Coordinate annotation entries
= = = = =

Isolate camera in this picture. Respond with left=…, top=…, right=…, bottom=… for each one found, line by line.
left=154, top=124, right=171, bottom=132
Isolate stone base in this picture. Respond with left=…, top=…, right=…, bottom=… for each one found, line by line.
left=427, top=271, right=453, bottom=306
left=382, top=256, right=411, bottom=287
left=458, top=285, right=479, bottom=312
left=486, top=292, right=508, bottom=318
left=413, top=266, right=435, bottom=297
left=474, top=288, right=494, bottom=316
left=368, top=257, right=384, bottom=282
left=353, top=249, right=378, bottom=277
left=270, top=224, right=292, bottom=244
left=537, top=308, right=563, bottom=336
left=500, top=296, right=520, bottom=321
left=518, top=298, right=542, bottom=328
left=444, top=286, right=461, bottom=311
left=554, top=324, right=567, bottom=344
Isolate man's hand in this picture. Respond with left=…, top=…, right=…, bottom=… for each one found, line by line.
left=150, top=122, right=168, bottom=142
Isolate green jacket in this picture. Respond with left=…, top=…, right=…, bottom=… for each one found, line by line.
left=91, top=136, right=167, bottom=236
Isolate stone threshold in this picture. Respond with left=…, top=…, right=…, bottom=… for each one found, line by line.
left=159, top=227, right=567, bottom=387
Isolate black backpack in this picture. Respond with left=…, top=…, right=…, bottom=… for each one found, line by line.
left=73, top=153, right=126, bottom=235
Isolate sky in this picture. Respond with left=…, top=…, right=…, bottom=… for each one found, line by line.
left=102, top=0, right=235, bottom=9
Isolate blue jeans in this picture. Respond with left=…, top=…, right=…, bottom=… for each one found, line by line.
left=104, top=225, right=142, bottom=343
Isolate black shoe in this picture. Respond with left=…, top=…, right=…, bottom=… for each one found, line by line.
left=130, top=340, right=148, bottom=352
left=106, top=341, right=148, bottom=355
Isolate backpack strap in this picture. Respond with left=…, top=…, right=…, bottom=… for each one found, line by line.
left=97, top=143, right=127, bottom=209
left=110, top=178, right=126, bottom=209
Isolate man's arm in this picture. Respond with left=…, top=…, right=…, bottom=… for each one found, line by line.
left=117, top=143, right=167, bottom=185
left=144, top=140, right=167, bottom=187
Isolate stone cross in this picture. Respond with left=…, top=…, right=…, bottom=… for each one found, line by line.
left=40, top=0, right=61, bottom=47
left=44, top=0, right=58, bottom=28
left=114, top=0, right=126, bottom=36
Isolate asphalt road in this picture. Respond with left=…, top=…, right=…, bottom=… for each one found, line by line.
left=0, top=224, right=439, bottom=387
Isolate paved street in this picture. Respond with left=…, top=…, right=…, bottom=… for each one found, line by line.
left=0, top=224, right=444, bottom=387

= = = = =

● SET PROBLEM
Reproduce the listing above line for line, changing nothing.

● EXERCISE OUTPUT
Isolate camera in this picture. Respond with left=…, top=…, right=…, bottom=… for each one found, line by line.
left=154, top=124, right=171, bottom=132
Isolate stone base in this picture. Respond with left=…, top=…, right=…, bottom=… for each one found, line by line.
left=427, top=271, right=453, bottom=306
left=382, top=256, right=411, bottom=287
left=458, top=285, right=479, bottom=312
left=486, top=292, right=508, bottom=318
left=413, top=266, right=435, bottom=297
left=474, top=288, right=494, bottom=316
left=368, top=257, right=384, bottom=282
left=353, top=249, right=378, bottom=277
left=270, top=224, right=292, bottom=244
left=537, top=308, right=563, bottom=336
left=500, top=296, right=520, bottom=321
left=518, top=298, right=542, bottom=328
left=444, top=286, right=461, bottom=311
left=554, top=324, right=567, bottom=344
Isolate man's hand in this picture. Respond with left=…, top=…, right=…, bottom=… for each one found, line by line.
left=150, top=122, right=168, bottom=142
Isolate green jacket in this picture. Respond with left=…, top=…, right=…, bottom=… for each one found, line by line.
left=91, top=136, right=167, bottom=236
Isolate stone threshold in this picture. Respond with left=…, top=…, right=…, bottom=… for each one found, line by line.
left=159, top=227, right=567, bottom=387
Isolate black backpack in this picture. Respond with left=…, top=…, right=…, bottom=… for each one found, line by line.
left=73, top=153, right=126, bottom=235
Isolate sky in this picture. Respond with left=…, top=…, right=…, bottom=… for each one found, line by line.
left=102, top=0, right=235, bottom=9
Isolate blue jeans in this picture. Respond with left=…, top=…, right=…, bottom=… for each one found, line by line.
left=104, top=225, right=142, bottom=343
Isolate black shoe in this picture. Respond with left=…, top=…, right=…, bottom=… for each one found, line by line.
left=130, top=340, right=148, bottom=352
left=106, top=341, right=148, bottom=355
Isolate backpack strap in this picture. Respond with left=…, top=…, right=…, bottom=… for each one found, line by line.
left=97, top=143, right=127, bottom=209
left=110, top=178, right=126, bottom=209
Isolate man's arm in this picture. Respond with left=…, top=…, right=…, bottom=… for each one found, line by line.
left=117, top=143, right=167, bottom=185
left=144, top=140, right=167, bottom=187
Isolate stone cross in this picture. Respond with left=…, top=…, right=…, bottom=… for each one found, line by line.
left=40, top=0, right=61, bottom=47
left=44, top=0, right=58, bottom=28
left=114, top=0, right=126, bottom=36
Isolate asphalt road in this picture. Respond with left=…, top=…, right=…, bottom=… for each one found, line by line.
left=0, top=224, right=439, bottom=387
Isolate paved street in this picture. Respond with left=…, top=…, right=…, bottom=… for each one found, line by line.
left=0, top=224, right=444, bottom=387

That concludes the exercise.